Exercise objective | Display every row below that contains the string "flower", treating uppercase and lowercase letters as different.

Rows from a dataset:
━━━━━━━━━━━━━━━━

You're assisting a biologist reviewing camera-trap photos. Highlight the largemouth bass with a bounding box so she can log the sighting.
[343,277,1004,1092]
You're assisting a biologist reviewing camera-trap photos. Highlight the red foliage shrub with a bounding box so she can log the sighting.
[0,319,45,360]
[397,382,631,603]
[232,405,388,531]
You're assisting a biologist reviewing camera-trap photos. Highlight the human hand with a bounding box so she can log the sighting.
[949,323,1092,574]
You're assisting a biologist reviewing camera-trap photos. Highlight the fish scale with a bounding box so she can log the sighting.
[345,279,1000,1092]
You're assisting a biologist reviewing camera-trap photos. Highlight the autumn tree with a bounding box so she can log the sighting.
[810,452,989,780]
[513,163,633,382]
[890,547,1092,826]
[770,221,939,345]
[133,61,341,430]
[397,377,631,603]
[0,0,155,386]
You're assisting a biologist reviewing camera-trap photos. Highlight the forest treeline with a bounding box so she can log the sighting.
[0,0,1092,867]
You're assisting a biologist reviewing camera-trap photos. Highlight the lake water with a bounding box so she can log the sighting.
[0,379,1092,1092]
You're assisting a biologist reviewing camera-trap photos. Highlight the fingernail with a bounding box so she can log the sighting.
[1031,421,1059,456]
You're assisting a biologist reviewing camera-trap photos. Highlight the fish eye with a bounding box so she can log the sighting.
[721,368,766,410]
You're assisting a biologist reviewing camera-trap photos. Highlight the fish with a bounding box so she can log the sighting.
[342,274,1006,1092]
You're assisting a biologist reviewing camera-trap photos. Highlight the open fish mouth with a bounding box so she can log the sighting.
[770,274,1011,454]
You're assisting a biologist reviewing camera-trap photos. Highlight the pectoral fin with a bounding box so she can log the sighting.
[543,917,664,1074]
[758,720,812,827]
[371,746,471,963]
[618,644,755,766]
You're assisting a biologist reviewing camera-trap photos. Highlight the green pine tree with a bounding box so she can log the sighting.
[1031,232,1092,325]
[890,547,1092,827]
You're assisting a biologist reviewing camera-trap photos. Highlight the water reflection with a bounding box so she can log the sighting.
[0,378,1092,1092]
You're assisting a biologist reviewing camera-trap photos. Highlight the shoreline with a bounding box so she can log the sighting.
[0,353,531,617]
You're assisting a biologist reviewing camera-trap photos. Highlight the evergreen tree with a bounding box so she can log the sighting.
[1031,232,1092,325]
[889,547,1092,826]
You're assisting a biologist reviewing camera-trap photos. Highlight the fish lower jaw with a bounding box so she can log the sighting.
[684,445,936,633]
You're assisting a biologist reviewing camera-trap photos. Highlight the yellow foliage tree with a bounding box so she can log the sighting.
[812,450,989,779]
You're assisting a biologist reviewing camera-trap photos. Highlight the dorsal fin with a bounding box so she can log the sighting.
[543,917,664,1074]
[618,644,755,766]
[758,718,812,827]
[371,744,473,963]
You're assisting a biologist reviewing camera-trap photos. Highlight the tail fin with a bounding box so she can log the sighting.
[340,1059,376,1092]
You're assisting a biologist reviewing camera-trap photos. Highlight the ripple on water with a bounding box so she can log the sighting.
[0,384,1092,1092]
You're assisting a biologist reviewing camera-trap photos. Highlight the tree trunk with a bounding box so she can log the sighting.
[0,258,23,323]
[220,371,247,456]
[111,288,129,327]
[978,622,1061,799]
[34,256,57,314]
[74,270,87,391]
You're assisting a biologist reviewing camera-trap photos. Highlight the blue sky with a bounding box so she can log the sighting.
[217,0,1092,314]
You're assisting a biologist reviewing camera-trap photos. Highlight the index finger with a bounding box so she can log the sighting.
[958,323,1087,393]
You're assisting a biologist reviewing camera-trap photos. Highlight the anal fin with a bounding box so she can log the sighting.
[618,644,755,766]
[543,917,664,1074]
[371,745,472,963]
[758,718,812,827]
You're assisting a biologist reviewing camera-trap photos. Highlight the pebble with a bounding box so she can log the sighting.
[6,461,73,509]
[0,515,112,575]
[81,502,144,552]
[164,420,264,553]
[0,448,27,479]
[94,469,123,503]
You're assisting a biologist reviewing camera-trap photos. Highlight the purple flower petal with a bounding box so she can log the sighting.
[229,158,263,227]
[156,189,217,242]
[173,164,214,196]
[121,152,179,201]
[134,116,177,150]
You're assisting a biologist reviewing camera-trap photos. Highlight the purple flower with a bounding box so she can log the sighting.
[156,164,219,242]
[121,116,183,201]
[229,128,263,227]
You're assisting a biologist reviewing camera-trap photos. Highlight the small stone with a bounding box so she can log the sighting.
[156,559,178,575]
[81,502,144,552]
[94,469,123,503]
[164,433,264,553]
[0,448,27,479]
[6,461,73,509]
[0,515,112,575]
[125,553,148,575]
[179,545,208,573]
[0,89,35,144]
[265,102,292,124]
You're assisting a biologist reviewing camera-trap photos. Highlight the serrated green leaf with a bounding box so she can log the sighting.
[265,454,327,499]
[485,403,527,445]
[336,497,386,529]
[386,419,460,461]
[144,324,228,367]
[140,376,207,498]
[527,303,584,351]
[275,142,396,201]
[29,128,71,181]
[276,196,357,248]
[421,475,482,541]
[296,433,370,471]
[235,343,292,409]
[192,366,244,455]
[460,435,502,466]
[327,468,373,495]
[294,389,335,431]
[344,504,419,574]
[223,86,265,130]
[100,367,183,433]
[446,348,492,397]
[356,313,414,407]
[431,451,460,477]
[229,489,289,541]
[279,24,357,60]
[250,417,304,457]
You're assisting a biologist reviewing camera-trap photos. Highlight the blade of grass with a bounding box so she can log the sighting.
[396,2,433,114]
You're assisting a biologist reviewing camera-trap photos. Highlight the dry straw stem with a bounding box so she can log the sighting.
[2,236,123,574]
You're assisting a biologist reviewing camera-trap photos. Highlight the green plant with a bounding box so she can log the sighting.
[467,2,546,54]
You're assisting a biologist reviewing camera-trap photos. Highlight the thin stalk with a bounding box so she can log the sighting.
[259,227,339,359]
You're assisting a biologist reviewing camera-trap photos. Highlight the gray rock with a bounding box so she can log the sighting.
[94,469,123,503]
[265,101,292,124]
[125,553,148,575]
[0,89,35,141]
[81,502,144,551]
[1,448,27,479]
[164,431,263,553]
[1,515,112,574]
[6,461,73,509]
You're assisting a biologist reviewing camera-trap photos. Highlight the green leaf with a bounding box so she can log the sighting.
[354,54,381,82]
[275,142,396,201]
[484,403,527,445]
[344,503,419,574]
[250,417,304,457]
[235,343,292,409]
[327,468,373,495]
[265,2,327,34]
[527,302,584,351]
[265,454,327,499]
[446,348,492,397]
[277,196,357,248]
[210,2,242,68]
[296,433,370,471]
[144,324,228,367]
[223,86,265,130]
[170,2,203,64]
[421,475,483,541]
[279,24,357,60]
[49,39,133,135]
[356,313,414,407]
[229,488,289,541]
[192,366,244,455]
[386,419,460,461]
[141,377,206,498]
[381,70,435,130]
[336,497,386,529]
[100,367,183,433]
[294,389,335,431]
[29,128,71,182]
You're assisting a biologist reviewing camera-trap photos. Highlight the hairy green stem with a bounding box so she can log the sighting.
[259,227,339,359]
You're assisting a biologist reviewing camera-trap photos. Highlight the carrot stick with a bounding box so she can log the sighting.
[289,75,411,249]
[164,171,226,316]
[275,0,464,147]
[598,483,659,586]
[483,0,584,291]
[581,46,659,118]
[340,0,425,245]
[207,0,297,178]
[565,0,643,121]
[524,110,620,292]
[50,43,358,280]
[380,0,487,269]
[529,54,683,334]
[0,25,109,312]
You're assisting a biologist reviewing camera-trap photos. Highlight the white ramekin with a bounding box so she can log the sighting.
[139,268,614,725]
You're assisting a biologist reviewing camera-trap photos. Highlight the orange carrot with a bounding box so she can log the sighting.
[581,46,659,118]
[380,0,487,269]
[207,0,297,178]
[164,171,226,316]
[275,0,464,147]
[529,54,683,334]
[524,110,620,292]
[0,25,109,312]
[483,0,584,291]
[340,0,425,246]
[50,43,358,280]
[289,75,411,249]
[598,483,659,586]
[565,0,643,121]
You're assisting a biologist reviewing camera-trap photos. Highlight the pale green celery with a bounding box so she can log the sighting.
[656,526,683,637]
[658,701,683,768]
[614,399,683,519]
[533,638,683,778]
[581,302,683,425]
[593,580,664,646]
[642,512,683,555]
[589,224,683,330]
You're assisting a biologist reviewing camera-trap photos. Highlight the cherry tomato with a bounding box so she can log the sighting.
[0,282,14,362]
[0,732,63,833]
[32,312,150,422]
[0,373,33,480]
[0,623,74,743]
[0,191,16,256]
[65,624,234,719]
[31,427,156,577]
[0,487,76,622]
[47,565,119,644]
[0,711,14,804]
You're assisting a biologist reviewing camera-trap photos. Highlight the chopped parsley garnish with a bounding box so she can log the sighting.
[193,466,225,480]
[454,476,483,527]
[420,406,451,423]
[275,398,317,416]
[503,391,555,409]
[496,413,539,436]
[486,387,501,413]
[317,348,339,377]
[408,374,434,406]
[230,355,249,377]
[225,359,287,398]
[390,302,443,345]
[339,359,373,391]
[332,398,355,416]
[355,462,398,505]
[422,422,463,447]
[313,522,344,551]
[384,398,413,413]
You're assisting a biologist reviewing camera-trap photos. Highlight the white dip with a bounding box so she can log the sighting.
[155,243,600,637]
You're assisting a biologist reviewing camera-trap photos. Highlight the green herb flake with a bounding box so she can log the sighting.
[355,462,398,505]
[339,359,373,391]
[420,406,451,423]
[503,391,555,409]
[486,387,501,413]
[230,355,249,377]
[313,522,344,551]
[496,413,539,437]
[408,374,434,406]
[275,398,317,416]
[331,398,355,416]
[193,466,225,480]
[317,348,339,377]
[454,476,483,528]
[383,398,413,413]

━━━━━━━━━━━━━━━━

Problem solution |
You're assisting a biologist reviewing camera-trap photos. Highlight the purple flower petal with a bounding box so she can log the sighting.
You're assisting a biologist reviewing camera-trap photos. Highlight the purple flower with a bounding box so she can log the sighting.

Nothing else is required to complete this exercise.